=== Request ===
Only the lines from the one containing "Find the green" through the end of the data below should be copied, each exactly as written and with both ends kept.

=== Supplied records ===
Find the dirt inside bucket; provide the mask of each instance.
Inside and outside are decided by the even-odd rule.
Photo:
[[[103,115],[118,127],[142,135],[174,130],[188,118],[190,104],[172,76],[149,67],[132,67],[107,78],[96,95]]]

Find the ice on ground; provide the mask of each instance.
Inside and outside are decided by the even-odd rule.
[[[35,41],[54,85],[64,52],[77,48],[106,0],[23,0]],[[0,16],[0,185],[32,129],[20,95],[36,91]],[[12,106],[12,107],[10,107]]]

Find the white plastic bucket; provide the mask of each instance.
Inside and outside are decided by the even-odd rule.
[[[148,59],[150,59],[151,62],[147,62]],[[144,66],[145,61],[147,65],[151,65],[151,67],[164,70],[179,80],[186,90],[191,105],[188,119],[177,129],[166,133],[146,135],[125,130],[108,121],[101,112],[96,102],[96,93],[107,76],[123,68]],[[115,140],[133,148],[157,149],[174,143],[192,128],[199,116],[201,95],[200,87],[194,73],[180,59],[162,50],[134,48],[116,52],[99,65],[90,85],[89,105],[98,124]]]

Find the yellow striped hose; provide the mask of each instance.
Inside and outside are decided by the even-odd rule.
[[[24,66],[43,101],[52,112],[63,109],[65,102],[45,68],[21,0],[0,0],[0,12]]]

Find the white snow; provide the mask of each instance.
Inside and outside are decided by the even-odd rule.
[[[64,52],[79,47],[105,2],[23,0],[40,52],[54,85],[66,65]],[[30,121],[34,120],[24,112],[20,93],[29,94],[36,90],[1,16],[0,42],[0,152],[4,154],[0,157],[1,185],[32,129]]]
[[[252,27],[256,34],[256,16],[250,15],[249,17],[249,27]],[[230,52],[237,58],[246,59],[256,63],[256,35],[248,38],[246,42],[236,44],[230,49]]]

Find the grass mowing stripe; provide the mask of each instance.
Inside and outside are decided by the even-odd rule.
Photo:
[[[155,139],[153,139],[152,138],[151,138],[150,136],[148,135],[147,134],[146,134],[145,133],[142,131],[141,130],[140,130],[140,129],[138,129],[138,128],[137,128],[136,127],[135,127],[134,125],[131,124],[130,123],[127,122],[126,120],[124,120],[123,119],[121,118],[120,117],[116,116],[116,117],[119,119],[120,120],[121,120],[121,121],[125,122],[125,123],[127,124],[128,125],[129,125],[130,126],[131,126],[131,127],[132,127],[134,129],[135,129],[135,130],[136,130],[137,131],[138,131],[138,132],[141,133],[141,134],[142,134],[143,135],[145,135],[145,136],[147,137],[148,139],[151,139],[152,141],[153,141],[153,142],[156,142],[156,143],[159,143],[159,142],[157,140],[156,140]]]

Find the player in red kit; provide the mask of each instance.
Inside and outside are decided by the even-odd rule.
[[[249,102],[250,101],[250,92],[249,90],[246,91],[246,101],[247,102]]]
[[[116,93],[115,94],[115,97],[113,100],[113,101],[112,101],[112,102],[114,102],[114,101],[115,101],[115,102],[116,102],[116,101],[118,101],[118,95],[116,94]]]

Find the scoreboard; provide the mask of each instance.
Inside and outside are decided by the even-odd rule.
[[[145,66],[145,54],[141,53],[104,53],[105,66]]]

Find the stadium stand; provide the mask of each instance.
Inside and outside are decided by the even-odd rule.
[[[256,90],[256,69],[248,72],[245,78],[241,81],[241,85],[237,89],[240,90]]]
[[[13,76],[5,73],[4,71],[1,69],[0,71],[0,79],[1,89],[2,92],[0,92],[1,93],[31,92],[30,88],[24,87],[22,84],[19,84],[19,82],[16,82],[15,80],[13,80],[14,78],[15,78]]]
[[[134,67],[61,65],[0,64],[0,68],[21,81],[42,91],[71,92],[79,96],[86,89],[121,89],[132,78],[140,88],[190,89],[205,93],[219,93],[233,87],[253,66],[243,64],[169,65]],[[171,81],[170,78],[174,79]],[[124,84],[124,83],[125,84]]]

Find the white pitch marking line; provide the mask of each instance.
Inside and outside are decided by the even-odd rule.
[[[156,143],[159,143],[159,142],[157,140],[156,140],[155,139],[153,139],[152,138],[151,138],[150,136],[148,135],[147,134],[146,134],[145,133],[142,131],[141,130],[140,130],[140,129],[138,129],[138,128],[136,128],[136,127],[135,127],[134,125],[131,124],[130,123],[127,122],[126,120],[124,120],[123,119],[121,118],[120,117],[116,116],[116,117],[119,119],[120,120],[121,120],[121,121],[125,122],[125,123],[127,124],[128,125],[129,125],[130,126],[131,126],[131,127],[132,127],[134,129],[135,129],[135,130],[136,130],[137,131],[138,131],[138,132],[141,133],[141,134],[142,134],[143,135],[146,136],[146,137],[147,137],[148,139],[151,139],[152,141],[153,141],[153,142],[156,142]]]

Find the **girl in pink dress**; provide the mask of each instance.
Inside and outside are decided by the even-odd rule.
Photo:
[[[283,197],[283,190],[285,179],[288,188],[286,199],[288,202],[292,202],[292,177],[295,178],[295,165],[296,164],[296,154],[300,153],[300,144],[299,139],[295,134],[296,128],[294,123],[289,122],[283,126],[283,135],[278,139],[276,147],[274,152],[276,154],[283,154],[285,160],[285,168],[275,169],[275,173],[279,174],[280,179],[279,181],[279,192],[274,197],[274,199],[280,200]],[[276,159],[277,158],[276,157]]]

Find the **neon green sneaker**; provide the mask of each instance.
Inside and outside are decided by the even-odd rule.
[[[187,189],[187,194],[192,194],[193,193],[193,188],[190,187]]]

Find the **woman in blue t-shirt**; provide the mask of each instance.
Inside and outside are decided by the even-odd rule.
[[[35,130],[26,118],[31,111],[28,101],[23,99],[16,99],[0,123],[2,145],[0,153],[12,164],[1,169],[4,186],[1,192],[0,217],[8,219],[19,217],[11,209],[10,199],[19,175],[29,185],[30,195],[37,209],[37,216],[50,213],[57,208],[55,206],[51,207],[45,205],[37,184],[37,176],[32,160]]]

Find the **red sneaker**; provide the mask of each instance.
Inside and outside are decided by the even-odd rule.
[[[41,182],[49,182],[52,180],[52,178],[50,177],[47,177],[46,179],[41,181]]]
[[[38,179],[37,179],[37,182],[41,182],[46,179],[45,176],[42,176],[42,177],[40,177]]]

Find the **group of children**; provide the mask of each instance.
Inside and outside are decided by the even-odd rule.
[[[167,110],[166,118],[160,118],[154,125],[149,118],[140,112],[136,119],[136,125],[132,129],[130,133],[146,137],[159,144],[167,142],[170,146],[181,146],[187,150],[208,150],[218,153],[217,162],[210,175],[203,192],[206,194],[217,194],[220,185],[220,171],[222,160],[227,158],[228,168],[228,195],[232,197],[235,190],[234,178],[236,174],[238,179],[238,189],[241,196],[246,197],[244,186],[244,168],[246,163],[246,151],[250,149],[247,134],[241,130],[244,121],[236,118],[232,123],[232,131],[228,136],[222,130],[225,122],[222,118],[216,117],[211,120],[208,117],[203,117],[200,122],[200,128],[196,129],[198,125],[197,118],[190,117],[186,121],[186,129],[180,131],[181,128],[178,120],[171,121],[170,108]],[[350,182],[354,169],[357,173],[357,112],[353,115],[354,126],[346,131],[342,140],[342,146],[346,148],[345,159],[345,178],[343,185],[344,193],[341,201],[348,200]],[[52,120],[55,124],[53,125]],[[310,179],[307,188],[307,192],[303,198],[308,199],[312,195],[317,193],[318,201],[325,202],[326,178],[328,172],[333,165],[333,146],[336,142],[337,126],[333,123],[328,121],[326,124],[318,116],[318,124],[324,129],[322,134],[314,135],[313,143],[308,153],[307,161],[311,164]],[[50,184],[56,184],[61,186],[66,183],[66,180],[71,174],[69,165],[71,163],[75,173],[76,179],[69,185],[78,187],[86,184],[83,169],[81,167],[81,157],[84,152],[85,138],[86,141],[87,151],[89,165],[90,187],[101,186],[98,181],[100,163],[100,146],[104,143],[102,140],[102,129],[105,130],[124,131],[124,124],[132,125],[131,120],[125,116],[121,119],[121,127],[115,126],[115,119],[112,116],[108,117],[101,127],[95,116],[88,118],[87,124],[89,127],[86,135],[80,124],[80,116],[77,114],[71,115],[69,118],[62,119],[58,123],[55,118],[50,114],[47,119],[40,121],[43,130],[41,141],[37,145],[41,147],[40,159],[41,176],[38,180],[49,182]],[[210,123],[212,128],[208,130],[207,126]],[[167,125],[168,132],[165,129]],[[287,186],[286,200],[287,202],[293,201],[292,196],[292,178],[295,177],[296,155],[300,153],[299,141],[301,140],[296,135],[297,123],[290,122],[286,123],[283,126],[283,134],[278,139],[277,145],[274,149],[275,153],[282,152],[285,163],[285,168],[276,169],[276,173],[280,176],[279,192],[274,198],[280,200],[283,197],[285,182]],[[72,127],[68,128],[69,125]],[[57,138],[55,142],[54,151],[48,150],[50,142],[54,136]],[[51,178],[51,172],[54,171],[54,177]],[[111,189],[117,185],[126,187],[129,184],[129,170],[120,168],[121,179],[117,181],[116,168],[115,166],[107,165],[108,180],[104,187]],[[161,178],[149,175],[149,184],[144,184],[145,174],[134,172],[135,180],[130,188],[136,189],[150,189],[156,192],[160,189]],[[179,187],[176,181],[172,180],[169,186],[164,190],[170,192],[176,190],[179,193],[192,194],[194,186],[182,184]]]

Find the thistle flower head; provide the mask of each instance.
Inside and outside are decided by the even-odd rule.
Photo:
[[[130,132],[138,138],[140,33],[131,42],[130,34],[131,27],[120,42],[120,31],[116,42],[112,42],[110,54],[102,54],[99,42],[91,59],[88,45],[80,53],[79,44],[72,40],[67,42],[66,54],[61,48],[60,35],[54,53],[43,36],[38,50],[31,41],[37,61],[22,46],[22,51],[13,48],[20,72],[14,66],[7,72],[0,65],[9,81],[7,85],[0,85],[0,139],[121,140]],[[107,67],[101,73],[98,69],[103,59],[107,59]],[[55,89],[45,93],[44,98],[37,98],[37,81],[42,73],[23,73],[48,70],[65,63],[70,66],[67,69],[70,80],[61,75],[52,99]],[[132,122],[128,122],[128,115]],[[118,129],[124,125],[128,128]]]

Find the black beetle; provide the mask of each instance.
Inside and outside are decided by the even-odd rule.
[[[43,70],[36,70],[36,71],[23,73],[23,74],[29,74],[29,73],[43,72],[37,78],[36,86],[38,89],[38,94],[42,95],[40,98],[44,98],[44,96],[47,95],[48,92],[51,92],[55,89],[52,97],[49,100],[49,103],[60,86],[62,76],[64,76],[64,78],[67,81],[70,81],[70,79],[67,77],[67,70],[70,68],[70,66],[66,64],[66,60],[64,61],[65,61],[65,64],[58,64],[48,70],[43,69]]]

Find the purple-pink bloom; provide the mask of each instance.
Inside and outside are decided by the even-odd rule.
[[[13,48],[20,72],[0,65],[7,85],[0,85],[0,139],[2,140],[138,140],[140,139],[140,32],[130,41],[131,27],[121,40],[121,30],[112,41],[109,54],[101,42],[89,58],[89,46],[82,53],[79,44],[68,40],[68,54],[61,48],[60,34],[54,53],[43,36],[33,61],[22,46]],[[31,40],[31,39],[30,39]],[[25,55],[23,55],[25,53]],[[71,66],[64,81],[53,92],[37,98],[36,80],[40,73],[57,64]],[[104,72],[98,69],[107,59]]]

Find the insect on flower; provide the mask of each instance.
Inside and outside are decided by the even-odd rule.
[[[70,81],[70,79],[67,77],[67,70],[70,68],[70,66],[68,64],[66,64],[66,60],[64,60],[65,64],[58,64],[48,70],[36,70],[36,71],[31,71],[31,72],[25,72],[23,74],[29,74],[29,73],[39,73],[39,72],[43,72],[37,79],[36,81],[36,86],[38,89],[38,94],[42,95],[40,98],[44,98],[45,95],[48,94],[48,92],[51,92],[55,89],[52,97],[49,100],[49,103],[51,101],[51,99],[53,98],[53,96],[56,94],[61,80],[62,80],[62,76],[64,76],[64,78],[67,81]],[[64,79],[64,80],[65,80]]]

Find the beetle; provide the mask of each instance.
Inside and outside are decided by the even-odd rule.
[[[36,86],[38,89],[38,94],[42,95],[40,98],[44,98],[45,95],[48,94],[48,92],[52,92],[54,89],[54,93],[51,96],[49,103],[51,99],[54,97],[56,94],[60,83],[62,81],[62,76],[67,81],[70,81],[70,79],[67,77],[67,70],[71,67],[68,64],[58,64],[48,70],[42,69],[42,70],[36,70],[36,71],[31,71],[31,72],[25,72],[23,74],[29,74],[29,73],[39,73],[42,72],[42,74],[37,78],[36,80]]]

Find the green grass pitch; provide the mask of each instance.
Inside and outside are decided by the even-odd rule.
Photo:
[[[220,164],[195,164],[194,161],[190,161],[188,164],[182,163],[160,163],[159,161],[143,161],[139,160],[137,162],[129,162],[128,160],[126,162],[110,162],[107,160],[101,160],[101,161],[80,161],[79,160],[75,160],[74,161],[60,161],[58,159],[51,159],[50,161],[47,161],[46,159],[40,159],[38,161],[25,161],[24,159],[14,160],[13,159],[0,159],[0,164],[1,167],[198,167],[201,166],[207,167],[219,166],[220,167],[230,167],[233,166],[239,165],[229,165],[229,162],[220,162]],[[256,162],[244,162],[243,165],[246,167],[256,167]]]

=== The result ===
Find the green grass pitch; provide the mask of each instance.
Inside and outside are decided by the even-odd rule.
Photo:
[[[220,164],[195,164],[194,161],[190,161],[188,164],[182,163],[160,163],[159,161],[143,161],[139,160],[137,162],[129,162],[128,160],[126,162],[110,162],[107,160],[101,160],[101,161],[80,161],[79,160],[75,160],[74,161],[60,161],[58,159],[51,159],[50,161],[47,161],[46,159],[40,159],[38,161],[25,161],[24,159],[14,160],[13,159],[0,159],[0,164],[1,167],[198,167],[201,166],[207,167],[219,166],[220,167],[230,167],[233,166],[239,165],[229,165],[229,162],[220,162]],[[256,162],[244,162],[243,165],[246,167],[256,167]]]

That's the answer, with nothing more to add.